+++ Texto de leitura +++
Restrictions on children’s advertising in South America: a comparative analysis based on self-regulation codes

Abstract

The advertising industry is often characterized as one of modern society’s great villains. According to this view, it promotes and drives capitalist aims and is guilty of enabling unbridled consumerism along with its associated ills. Children are particularly vulnerable to advertising messages, as they lack critical judgement and can be easily persuaded. As a counterargument to this perspective, children’s advertising can be described as being, simply, a social reality. To ban it outright would be to deny parents the right to choose what is best for their children. In light of this debate, our investigation seeks to evaluate — through a content analysis (Bardin, 2011) — how children’s advertising is self-regulated in South American countries that have an advertising self-regulation code (Argentina, Brasil, Chile, Colombia, Peru, and Uruguay). We observed that, in the context of South America and the deontological codes under analysis, Brazil is ahead of the pack when it comes to standardizing advertising for children. Argentina, Chile, and Colombia are at an intermediate level, with Peru close behind and Uruguay at the tail end.

Keywords: self regulation, South America, child audience, public health.

 

Introdução

A publicidade e a propaganda1 definem padrões de consumo e influenciam o comportamento das pessoas. As mensagens publicitárias, com fins comerciais ou não, são pensadas e direcionadas a um público específico que, no jargão do marketing, é denominado target, ou público-alvo. O objetivo das mensagens publicitárias é o de persuadir os indivíduos e levá-los a compra ou aceitação de uma ideia, bem ou serviço, afetando seu comportamento.

A compra faz parte, na área dos estudos do comportamento do consumidor, de um processo denominado de “Reconhecimento de Necessidades”, que consiste em: reconhecimento de um problema, busca de informações, avaliação das alternativas pré-compra, compra, consumo, avaliação pós-consumo e descarte. De acordo com Schiffman e Kanuk (1993, p. 6), “o comportamento do consumidor é o processo pelo qual os indivíduos tomam decisões para gastar os seus recursos disponíveis (dinheiro, tempo e esforço) em artigos de consumo”.

As mensagens publicitárias podem ser direcionadas ao “decisor” (aquele que decide a compra) ou qualquer um dos outros sujeitos presentes na tomada de decisão no processo de compra. São eles: iniciador (aquele que dá a ideia da compra); influenciador (aquele que influencia direta ou indiretamente a compra); comprador (aquele que realmente compra ou adquire um produto ou serviço); e o usuário (aquele que utiliza ou usufrui o produto ou serviço) (Blackwell et al., 2005).
+++ Linhas fornecidas +++
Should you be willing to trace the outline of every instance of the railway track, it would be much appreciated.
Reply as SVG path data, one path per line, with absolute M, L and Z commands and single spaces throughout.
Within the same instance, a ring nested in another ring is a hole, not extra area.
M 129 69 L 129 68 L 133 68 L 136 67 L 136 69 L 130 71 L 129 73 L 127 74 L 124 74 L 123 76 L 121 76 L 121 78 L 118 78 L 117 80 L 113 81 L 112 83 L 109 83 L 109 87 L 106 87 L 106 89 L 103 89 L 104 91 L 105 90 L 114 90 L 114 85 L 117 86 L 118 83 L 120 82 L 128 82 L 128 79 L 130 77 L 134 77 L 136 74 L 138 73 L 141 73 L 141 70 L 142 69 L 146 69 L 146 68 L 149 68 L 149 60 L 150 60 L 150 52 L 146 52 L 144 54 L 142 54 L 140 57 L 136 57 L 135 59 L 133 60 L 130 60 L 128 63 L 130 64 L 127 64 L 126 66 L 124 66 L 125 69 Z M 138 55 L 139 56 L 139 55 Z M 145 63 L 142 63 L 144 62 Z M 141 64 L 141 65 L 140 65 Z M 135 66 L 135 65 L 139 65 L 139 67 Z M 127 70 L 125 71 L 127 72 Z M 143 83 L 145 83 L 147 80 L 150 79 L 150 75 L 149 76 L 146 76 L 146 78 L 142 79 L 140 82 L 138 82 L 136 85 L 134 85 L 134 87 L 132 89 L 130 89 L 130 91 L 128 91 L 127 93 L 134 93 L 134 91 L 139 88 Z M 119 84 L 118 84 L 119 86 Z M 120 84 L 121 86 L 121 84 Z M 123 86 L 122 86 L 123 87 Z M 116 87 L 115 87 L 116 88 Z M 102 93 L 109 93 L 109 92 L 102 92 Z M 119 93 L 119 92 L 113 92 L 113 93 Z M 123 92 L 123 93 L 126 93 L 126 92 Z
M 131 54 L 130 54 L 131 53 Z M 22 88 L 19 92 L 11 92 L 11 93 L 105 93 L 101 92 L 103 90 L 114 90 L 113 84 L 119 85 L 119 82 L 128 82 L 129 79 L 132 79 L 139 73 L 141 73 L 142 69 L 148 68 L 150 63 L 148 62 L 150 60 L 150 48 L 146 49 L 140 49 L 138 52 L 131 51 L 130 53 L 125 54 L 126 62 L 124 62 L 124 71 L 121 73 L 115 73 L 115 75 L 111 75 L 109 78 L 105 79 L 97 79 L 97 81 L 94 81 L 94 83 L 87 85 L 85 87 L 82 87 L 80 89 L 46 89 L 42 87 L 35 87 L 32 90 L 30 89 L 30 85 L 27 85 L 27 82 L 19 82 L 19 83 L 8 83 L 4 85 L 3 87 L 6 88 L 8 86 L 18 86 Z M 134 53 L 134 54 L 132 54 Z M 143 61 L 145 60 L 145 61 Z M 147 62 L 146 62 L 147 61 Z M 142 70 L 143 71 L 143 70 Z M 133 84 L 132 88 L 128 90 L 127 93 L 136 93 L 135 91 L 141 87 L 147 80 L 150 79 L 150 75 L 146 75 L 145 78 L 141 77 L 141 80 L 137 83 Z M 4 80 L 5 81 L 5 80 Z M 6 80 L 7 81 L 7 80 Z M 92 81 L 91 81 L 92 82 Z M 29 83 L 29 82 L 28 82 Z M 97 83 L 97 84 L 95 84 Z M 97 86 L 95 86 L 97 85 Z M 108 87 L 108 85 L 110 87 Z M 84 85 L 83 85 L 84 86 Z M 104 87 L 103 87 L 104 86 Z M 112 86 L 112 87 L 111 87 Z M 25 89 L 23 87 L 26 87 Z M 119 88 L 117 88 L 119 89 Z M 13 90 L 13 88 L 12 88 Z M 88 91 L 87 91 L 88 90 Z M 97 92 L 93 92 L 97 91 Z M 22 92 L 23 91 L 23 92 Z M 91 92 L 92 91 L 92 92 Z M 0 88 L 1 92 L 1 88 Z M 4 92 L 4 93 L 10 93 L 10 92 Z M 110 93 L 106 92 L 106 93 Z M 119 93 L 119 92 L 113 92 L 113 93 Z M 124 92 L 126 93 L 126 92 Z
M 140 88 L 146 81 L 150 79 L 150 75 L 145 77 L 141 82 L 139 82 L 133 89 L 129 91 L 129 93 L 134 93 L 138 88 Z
+++
Tarefas propostas:
A. Extraia do texto sobre publicidade infantil o trecho que vai de "A publicidade e" até "afetando seu comportamento.".
B. Reescreva as linhas fornecidas desde o início até a que contém "Within the same", trocando "instance" por "occurrence" e deixando todo o resto inalterado.

Respostas do exercício:
A.
A publicidade e a propaganda1 definem padrões de consumo e influenciam o comportamento das pessoas. As mensagens publicitárias, com fins comerciais ou não, são pensadas e direcionadas a um público específico que, no jargão do marketing, é denominado target, ou público-alvo. O objetivo das mensagens publicitárias é o de persuadir os indivíduos e levá-los a compra ou aceitação de uma ideia, bem ou serviço, afetando seu comportamento.

B.
Should you be willing to trace the outline of every occurrence of the railway track, it would be much appreciated.
Reply as SVG path data, one path per line, with absolute M, L and Z commands and single spaces throughout.
Within the same occurrence, a ring nested in another ring is a hole, not extra area.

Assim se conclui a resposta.